(Written instruction) Which lines below contain the string "skyline", matching case exactly? Pull out each of them in full.

(Extracted data)
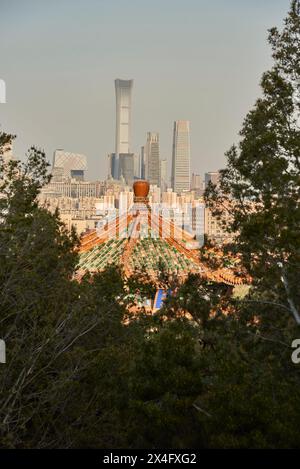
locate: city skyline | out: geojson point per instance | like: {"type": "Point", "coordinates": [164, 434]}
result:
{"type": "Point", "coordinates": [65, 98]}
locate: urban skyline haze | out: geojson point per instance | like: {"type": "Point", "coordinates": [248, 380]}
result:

--

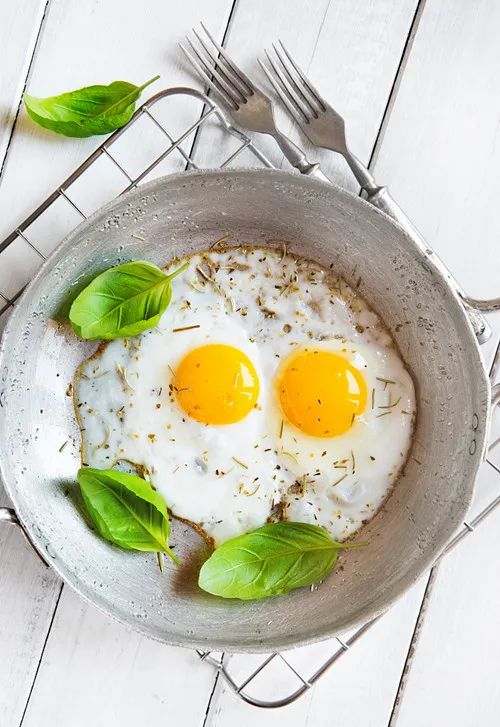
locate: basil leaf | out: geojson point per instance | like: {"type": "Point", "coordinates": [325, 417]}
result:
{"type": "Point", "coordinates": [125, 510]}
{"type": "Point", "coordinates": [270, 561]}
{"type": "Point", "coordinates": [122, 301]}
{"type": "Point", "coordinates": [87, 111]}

--

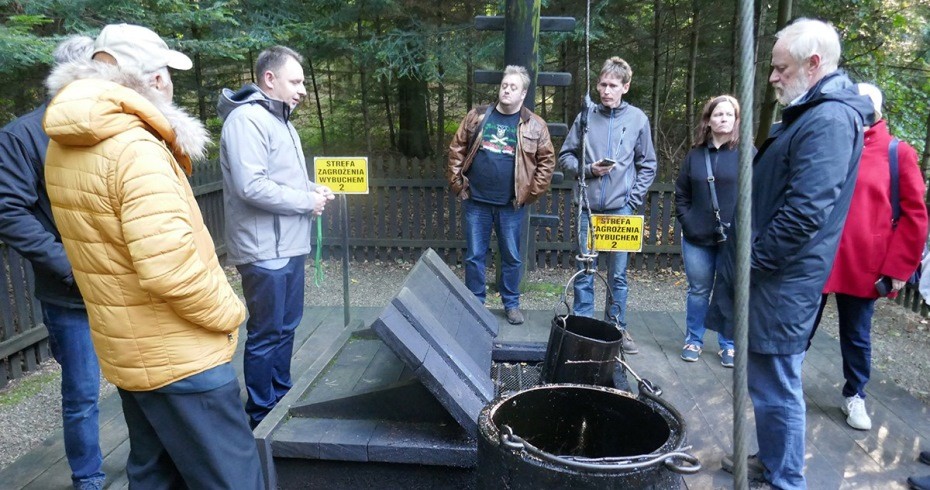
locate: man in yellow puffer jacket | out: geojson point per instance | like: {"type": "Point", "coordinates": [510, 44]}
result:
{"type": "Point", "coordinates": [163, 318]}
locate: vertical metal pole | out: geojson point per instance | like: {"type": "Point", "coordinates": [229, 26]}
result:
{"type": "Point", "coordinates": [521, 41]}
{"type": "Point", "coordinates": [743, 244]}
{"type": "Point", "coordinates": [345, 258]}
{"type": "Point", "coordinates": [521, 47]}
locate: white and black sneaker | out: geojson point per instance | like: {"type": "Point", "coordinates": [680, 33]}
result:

(The response)
locate: city skyline | out: geojson point per instance | like: {"type": "Point", "coordinates": [164, 434]}
locate: urban skyline haze | out: geojson point per instance | like: {"type": "Point", "coordinates": [248, 380]}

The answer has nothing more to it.